CozyStack on AWS: "Third Death Star" Design Document
Context for Claude Agent
You are helping to design and implement a home lab replica in AWS, targeting ARM64 architecture with Talos Linux netbooting and CozyStack orchestration. The goal is to validate this stack in the cloud before deploying to Raspberry Pi CM3 modules at home, while staying within AWS free tier limits.
Project Goals
- Replicate home lab topology in AWS using 10.20.x.x addressing
- Stay within free tier - target $0.00-0.08/month (EBS only)
- ARM64 first - validate for eventual Raspberry Pi deployment
- Zero GDPR risk - private networking only, no public services yet
- Netboot Talos nodes from bastion-hosted Docker infrastructure
- Run CozyStack on 1-3 t4g instances as needed for experiments
Home Lab Current State (Reference)
Internet → DD-WRT (10.17.12.1)
└─ 10.17.12.0/24 (front subnet, NAT'd, DHCP from DD-WRT)
└─ Mikrotik (10.17.12.249/10.17.13.249) - dual-homed router
└─ 10.17.13.0/24 (inner subnet, own DNS/DHCP)
├─ 10.17.13.140 - fileserver running netboot infrastructure:
│ ├─ dnsmasq (DHCP only)

* * *

Activity list:
A: Give again the part of the CozyStack on AWS design document that opens with the words containing "Project Goals" and closes with "DHCP from DD-WRT)", substituting "budget" for "free tier" each time it appears.
B: Resume the CozyStack on AWS design document where it stops.

[Data excerpts]
* * *

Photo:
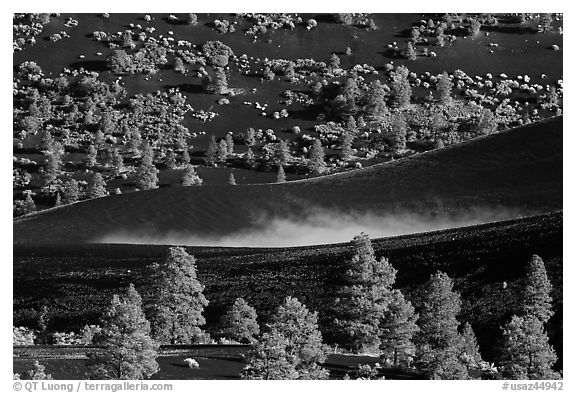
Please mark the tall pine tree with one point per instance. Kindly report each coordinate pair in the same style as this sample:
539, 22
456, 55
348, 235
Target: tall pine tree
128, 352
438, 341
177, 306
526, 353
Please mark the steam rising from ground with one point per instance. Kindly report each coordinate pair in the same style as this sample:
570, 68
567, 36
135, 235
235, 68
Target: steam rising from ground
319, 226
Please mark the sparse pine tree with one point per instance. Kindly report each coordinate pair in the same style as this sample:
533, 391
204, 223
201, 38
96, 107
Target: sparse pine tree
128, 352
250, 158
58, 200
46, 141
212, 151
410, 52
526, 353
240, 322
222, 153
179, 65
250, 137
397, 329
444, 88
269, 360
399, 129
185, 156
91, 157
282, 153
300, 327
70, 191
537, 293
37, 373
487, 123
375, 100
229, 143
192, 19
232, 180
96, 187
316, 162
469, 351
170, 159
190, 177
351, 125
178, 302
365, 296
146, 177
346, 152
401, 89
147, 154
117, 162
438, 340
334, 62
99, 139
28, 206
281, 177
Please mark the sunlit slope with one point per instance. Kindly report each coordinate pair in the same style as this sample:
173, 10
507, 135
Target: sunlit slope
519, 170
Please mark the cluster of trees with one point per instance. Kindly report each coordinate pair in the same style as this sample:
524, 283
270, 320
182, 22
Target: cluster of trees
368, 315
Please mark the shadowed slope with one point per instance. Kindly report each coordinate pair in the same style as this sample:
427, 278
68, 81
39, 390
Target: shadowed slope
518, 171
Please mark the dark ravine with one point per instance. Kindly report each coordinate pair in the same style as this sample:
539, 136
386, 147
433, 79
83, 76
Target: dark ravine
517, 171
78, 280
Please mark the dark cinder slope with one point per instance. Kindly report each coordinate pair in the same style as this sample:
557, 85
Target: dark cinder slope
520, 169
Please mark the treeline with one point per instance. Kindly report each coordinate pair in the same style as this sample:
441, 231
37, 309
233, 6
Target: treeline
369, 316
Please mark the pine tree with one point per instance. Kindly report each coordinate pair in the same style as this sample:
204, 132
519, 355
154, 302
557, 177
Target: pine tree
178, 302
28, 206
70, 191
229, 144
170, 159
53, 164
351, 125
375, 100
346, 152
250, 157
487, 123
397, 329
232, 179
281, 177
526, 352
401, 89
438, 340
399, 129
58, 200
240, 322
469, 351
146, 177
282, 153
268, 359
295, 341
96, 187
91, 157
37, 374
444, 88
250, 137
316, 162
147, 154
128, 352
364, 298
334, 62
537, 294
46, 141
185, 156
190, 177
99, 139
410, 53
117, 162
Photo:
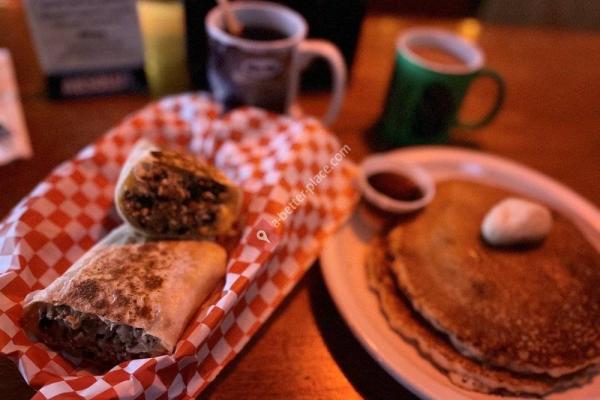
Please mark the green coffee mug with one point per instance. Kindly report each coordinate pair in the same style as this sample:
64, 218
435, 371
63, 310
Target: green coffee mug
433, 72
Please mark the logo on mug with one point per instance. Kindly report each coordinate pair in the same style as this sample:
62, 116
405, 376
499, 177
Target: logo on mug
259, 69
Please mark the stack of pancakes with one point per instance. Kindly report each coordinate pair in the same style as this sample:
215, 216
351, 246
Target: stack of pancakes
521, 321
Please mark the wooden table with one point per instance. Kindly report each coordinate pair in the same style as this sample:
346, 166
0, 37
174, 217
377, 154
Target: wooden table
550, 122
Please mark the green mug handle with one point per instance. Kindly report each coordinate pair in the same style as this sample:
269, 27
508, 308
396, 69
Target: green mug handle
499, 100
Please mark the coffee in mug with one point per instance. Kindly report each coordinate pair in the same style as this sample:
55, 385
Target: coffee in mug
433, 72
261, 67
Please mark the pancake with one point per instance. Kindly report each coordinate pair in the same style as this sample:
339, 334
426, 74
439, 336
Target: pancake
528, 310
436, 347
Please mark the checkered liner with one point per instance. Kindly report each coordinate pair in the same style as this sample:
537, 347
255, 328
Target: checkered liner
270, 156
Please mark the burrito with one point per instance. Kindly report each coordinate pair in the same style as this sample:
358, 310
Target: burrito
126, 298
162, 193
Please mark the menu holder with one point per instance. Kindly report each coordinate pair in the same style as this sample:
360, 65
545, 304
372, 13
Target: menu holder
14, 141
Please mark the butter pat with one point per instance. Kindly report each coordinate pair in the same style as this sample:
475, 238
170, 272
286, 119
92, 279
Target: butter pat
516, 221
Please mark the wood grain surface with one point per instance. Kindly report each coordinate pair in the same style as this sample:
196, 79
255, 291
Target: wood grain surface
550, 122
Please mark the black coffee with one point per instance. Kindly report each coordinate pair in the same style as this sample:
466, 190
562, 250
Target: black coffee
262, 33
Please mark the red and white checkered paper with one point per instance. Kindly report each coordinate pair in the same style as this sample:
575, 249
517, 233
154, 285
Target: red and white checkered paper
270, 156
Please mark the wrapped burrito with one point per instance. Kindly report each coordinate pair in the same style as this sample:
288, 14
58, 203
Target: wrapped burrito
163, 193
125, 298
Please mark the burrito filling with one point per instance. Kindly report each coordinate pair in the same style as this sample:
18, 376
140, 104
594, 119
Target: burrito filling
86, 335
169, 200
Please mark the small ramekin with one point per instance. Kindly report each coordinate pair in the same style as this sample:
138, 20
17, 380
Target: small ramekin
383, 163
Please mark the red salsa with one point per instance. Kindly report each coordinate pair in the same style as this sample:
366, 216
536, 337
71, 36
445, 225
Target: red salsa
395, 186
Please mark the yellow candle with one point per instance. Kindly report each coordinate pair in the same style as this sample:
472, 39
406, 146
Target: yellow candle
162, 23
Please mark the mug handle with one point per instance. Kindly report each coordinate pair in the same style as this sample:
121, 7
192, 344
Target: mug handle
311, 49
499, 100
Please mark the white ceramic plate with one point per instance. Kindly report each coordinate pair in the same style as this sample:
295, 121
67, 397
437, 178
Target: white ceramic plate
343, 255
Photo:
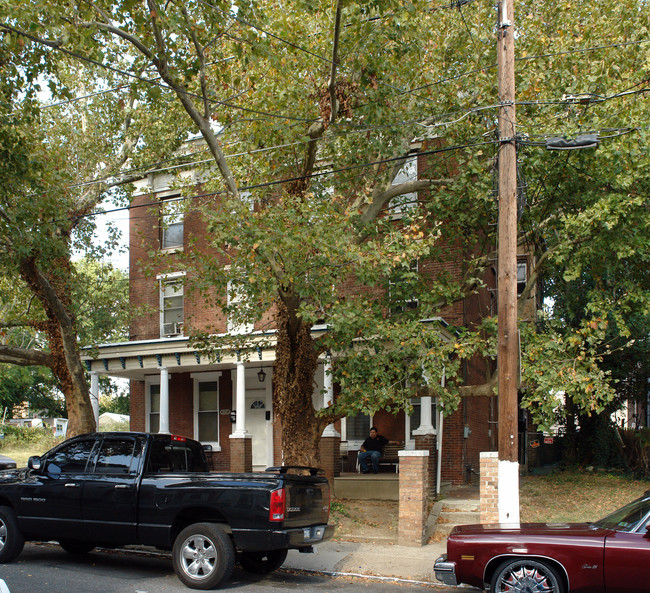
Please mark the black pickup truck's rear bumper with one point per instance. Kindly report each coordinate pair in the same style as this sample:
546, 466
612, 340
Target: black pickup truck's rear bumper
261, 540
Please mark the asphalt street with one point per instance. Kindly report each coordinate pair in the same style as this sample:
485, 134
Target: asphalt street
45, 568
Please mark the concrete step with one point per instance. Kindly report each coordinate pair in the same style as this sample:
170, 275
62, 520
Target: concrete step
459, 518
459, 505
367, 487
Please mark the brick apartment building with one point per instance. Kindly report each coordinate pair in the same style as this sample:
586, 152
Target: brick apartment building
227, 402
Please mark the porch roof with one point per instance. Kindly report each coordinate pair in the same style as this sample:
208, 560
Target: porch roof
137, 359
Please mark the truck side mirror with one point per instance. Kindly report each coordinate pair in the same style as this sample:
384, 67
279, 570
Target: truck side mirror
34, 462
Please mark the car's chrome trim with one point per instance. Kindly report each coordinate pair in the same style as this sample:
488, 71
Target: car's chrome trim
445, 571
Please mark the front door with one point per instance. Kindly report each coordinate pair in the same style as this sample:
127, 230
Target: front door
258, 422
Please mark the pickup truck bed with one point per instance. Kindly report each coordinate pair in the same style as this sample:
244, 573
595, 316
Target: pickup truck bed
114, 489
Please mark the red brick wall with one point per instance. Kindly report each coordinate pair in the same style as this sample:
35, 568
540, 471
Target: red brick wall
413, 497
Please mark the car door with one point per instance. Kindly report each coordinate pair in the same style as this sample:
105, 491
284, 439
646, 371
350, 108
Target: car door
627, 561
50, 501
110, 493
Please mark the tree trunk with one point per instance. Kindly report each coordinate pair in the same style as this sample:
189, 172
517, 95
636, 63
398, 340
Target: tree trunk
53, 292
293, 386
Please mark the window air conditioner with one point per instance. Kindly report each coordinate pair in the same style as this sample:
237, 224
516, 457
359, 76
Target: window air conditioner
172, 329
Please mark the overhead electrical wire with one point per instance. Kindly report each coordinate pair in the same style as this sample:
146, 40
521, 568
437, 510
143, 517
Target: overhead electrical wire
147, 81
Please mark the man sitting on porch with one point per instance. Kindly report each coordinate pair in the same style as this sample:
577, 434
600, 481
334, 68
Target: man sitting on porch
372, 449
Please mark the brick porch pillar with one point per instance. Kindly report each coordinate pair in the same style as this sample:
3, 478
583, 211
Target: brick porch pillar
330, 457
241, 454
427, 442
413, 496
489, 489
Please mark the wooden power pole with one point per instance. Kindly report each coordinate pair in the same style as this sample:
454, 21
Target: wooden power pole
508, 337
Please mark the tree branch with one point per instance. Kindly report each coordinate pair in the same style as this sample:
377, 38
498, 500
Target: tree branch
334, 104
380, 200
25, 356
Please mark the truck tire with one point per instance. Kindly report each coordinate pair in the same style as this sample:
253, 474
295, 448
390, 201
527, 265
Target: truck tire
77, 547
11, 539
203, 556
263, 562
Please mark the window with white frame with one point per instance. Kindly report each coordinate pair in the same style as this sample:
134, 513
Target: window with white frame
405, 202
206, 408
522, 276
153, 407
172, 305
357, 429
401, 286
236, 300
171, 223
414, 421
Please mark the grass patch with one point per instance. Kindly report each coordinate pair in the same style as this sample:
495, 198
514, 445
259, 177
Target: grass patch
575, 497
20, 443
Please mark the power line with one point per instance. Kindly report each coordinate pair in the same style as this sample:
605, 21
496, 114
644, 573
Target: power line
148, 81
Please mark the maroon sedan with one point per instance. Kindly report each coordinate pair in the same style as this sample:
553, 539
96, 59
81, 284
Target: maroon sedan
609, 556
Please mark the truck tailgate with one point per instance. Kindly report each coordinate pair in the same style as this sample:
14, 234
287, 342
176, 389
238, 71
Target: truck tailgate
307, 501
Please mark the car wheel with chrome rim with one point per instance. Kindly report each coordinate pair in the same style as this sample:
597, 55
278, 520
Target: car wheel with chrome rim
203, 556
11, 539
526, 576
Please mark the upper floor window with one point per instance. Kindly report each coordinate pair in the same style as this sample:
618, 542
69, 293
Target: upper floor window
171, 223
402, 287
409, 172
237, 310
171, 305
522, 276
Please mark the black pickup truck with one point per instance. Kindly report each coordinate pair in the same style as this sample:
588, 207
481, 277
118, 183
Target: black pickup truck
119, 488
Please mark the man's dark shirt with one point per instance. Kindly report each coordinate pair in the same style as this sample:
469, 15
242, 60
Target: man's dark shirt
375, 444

* * *

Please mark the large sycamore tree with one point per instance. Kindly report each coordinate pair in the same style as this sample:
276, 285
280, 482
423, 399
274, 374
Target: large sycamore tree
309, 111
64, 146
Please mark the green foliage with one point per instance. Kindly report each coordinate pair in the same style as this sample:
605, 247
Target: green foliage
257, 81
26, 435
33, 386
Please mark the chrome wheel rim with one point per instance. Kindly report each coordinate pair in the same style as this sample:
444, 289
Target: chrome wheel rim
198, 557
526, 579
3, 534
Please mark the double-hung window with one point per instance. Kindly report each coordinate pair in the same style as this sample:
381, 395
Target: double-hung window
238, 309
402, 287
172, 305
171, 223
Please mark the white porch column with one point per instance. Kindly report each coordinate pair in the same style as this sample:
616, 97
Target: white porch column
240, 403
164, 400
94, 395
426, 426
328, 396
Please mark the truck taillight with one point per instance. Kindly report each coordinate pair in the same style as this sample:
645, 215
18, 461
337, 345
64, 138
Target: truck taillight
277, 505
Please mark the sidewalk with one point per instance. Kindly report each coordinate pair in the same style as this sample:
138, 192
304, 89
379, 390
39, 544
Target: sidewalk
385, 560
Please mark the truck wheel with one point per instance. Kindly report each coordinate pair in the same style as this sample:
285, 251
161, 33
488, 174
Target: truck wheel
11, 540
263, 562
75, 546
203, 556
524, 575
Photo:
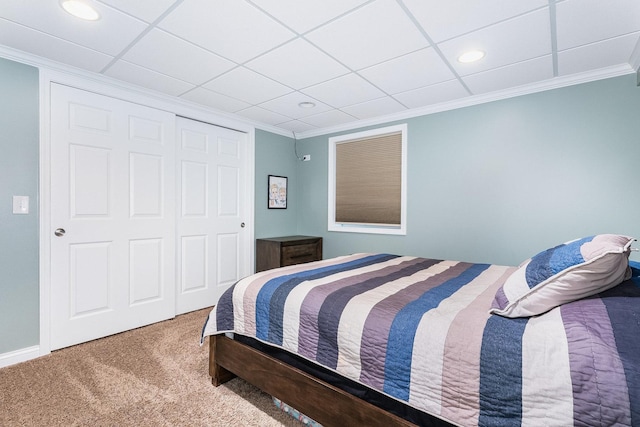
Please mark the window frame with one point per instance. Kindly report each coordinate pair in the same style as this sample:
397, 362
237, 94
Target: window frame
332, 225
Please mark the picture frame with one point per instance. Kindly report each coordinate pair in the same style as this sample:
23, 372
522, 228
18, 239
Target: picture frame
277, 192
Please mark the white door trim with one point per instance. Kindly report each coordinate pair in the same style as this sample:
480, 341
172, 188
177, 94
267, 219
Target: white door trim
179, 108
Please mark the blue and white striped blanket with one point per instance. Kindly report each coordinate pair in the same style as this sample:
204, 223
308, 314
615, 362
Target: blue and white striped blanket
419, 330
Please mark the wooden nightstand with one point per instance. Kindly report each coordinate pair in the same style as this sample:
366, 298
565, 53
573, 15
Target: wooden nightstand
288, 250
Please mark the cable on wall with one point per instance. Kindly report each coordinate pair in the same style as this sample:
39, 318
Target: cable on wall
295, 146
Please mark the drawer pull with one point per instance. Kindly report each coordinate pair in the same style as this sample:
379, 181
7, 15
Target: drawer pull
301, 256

* * *

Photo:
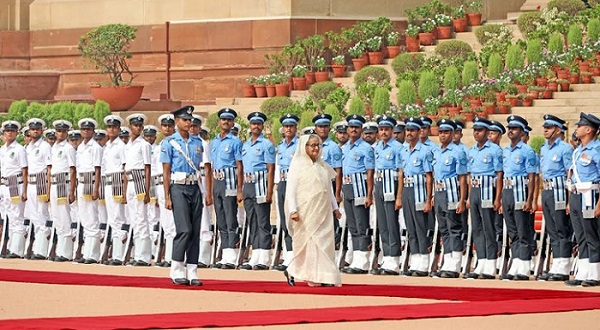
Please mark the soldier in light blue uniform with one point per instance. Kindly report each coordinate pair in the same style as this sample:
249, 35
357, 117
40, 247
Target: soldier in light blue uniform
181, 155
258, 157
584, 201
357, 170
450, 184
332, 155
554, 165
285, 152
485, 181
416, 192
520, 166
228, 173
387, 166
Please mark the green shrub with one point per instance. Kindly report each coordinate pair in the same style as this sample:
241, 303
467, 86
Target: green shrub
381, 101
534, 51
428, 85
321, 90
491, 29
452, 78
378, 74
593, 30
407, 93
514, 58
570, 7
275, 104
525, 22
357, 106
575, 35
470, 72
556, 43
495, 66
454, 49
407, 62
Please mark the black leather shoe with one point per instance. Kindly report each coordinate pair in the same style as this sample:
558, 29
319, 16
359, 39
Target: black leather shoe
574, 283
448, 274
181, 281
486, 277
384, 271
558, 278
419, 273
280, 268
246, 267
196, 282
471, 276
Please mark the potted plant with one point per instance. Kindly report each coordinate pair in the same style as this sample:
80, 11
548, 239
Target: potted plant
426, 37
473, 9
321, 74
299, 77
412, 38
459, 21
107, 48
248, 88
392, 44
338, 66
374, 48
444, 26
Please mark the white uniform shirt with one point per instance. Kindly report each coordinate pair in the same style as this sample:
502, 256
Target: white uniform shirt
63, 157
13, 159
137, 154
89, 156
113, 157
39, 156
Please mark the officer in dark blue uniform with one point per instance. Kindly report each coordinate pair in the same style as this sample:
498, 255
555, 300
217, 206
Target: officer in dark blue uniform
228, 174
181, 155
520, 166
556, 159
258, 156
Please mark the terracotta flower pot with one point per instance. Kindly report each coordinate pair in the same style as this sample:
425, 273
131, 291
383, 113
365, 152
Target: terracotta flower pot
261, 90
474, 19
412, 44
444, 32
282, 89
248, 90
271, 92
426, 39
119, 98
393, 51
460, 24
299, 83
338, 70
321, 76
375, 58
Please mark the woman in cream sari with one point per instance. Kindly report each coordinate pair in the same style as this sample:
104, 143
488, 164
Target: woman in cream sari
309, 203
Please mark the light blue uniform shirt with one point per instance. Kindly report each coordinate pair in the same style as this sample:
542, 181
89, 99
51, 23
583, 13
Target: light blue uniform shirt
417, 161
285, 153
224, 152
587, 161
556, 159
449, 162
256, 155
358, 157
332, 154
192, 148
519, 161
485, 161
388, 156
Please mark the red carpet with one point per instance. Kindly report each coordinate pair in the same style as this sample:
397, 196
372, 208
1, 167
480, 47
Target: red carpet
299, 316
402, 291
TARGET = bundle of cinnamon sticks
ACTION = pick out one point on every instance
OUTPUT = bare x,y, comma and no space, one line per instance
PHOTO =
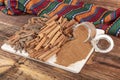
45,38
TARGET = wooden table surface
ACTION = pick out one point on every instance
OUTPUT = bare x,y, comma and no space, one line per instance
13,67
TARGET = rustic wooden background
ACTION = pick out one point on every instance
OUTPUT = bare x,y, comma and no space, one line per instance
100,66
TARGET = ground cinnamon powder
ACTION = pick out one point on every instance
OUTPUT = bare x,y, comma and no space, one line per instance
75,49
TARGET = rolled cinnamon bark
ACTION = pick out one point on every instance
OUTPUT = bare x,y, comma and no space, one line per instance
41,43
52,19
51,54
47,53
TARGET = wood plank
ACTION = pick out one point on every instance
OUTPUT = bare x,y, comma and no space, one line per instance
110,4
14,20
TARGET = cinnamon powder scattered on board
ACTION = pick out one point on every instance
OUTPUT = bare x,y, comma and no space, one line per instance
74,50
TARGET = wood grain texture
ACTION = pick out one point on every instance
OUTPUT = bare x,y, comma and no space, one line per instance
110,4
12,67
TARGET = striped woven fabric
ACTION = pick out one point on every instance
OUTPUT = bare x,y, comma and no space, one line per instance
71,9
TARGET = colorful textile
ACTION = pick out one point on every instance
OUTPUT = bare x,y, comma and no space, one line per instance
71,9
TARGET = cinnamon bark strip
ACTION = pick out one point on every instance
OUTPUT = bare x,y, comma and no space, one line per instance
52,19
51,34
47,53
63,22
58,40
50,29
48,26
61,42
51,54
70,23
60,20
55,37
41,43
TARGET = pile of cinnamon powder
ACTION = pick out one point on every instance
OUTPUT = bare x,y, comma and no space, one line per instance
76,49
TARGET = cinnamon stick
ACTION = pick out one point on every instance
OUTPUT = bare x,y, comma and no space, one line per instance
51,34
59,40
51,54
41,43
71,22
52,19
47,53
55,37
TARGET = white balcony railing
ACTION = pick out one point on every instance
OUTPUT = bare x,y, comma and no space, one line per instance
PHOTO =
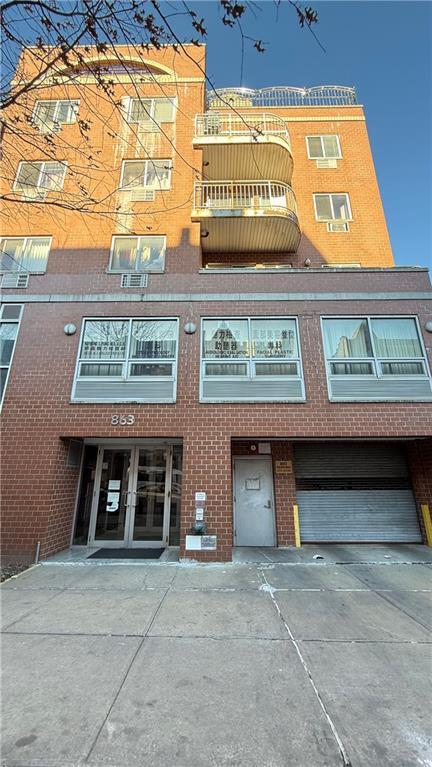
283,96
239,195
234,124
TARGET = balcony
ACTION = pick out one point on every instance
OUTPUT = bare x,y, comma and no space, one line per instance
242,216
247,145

* * *

Answers for the exercise:
A:
Project Goals
- Replicate home lab topology in AWS using 10.20.x.x addressing
- Stay within budget - target $0.00-0.08/month (EBS only)
- ARM64 first - validate for eventual Raspberry Pi deployment
- Zero GDPR risk - private networking only, no public services yet
- Netboot Talos nodes from bastion-hosted Docker infrastructure
- Run CozyStack on 1-3 t4g instances as needed for experiments
Home Lab Current State (Reference)
Internet → DD-WRT (10.17.12.1)
└─ 10.17.12.0/24 (front subnet, NAT'd, DHCP from DD-WRT)

B:
│ ├─ matchbox (PXE boot server)
│ ├─ 5x registry:2 (pull-through caches)
│ └─ pihole (DNS for entire network)
└─ Talos nodes (netbooting, running CozyStack)
Key characteristics:
- No encryption needed on private network (trust boundary at router)
- DNS served from 10.17.13.140, used by all devices including front subnet
- Pull-through registry caches for: docker.io, gcr.io, ghcr.io, quay.io, registry.k8s.io
- Talos nodes use matchbox for netboot, get config via pull-through cache
- IPv6 link-local only, not routed to public internet
AWS Target Architecture
Network Topology
VPC: 10.20.0.0/16 (eu-west-1)
│
├─ Public Subnet: 10.20.1.0/24 (eu-west-1a)
│ └─ Internet Gateway attached
│ └─ NAT Gateway (for private subnet egress)
│ └─ [Future: Mikrotik router VM via KubeVirt]
│
└─ Private Subnet: 10.20.13.0/24 (eu-west-1a)
├─ Route: 0.0.0.0/0 → NAT Gateway in public subnet
├─ Route: 10.20.1.0/24 → local (VPC routing)
│
├─ Bastion Host (t4g.small, scheduled 5hrs/day via ASG)
│ ├─ Role: Netboot infrastructure + SSH access + pi-hole DNS
│ ├─ Docker containers:
│ │ ├─ dnsmasq (DHCP for 10.20.13.0/24)
│ │ ├─ matchbox (PXE boot server)
│ │ ├─ registry:2 x5 (pull-through caches)
│ │ └─ pihole (DNS for entire VPC)
│ ├─ Static private IP: 10.20.13.140
│ └─ Security: SSH from specific IPv6 home address only
│
└─ Talos Nodes (t4g.small, manual on-demand only)
├─ Count: 1-3 instances (budget: 610 free tier hours/month remaining)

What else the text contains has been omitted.